[REQUIREMENT]:
From the first line to the last, restate every record word for word, leaving out the pictures.
DATA FOR PROCESSING below:
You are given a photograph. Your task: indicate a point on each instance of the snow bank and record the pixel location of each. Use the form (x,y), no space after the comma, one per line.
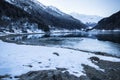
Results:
(16,59)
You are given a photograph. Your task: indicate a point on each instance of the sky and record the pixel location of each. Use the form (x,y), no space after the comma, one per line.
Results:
(103,8)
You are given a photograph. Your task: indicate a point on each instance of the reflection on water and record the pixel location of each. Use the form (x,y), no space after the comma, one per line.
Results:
(102,42)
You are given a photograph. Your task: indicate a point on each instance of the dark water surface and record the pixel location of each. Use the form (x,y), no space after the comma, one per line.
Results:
(108,42)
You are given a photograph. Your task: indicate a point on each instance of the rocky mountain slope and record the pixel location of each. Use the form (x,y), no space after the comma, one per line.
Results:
(110,23)
(89,20)
(31,15)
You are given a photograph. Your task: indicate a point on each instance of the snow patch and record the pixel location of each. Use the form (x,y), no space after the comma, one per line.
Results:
(15,58)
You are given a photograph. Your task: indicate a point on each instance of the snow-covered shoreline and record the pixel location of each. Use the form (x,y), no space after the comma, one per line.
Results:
(16,59)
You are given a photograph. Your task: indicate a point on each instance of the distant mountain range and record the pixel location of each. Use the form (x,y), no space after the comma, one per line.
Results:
(89,20)
(110,23)
(32,16)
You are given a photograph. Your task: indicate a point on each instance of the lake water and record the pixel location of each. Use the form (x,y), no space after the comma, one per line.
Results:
(107,42)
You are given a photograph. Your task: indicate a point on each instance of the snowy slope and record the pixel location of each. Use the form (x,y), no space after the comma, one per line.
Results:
(17,59)
(86,18)
(35,14)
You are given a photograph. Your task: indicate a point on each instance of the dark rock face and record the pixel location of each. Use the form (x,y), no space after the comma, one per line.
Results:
(11,15)
(109,23)
(48,75)
(18,12)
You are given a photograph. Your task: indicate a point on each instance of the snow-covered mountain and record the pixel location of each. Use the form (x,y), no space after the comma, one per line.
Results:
(20,15)
(109,23)
(89,20)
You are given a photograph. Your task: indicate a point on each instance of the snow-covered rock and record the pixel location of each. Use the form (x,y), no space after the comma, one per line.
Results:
(18,59)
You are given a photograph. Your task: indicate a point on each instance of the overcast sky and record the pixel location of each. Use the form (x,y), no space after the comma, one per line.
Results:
(91,7)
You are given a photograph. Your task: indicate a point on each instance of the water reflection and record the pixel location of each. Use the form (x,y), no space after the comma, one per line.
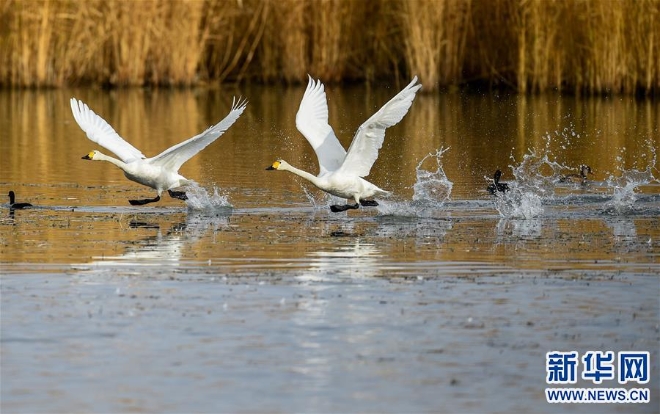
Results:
(166,249)
(483,132)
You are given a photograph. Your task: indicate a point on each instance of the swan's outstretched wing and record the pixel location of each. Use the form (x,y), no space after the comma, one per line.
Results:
(99,131)
(173,157)
(368,139)
(312,122)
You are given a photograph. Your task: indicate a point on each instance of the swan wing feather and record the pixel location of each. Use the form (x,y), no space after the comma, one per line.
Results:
(99,131)
(312,122)
(363,152)
(173,157)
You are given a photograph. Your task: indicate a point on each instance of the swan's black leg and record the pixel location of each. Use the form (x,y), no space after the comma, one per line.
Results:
(181,195)
(368,203)
(338,209)
(144,201)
End of DATA FOR PROCESSING.
[WRITTEN SOLUTION]:
You are given a photograph. Your task: indicate a point on each instance of the snow bank and record the pixel location of each. Use the form (x,y), no space after the comma, one per line.
Results:
(16,59)
You are given a photograph. Your task: indicate a point on each instance of the sky and record the pixel location of each. Use the form (x,y), no space after the comma, one per line.
Results:
(103,8)
You are given a photograph. Your task: indicate a point on each instance of the reflection on water and record the pixel location of each. Use the form (x,y), no space after the comma, one per line.
Results:
(102,42)
You are given a photograph. Your task: indicate a point on each instance of the dark water surface and record the pixel location of each. Use the form (x,y), no space after the comma, one per line.
Results:
(108,42)
You are given a photograph. Your task: indicate a point on each instance of the rocky mountain slope and record the pixel location of each. Use the form (x,y), no space after the comma, one per line.
Results:
(110,23)
(89,20)
(31,15)
You are given a photograph. Your task: indicate a point on each instance of the snow patch and record the pixel location of each. Use the form (x,y), no space after the comma, one per line.
Results:
(15,58)
You are given a photograph. Your task: indicate a point on each instance of the snow-covered shoreline and record the pixel location of each. Use the form (x,y), no space after the comma, one per line.
Results:
(16,59)
You are given a photograph. Your task: indicate a point on each instance of the distant mountain range and record the pixel location of each. Use the form (x,y), no space after the comma, one per line.
Results:
(89,20)
(110,23)
(32,16)
You are given a photograph. Your task: indicate a point on each instance of the lake water and record the pixel location of each. Use the form (x,y), no space after the comma, one per line.
Results:
(107,42)
You are given a photograph. Your task: indicate a point on each instance of the snowy slope and record the pixel location of each. Use the form (x,y), no space after the comma, one per line.
Results:
(17,59)
(86,18)
(35,14)
You are given a photograph. Your task: indicate a point on each instance of the dark rock face and record the pixel location of each. Use the form (x,y), no space after the comma, one per line.
Results:
(11,15)
(109,23)
(48,75)
(18,12)
You are given a photograph. Your task: indicate a point on each instance of the snow-covered mountain and record the pixel location of each. Use the form (x,y), no space after the comma, one per line.
Results:
(20,15)
(109,23)
(89,20)
You are given a photograph. Your task: indicate a point on each instance of the snow-covered rock and record the pixel location of each. Use the form (x,y), no space after the comma, one per line.
Results:
(18,59)
You are given a photograph. Your task: indicate a point on each instance of the overcast sky and record the pixel location of each. Use the form (x,y), no space after the comma, one per line.
Results:
(91,7)
You are given a photograph. Your task: indicate a point on each instance of the water reflection and record the pixel location of each. Use the form (x,y), no space after the comma, one per line.
Results:
(166,249)
(483,132)
You are given a photograph. Your task: indicate a point on each instance of the swan's outstretched wing and record the pixel location of each. Use the form (x,y), no space after the comma, one per line.
Results:
(99,131)
(173,157)
(368,139)
(312,122)
You are given a photograph. Your task: indicate a point on each instance of the swan wing feather and record the pixel location of each. Use the form (x,y), no space after the comma, one per line.
Results:
(99,131)
(312,122)
(363,152)
(173,157)
You are given a photograph. Your task: indicate a point on each instance of the swan's black leg and record the pixel location of each. Use the form (x,y), no space after the comma, one per line.
Results:
(181,195)
(368,203)
(338,209)
(144,201)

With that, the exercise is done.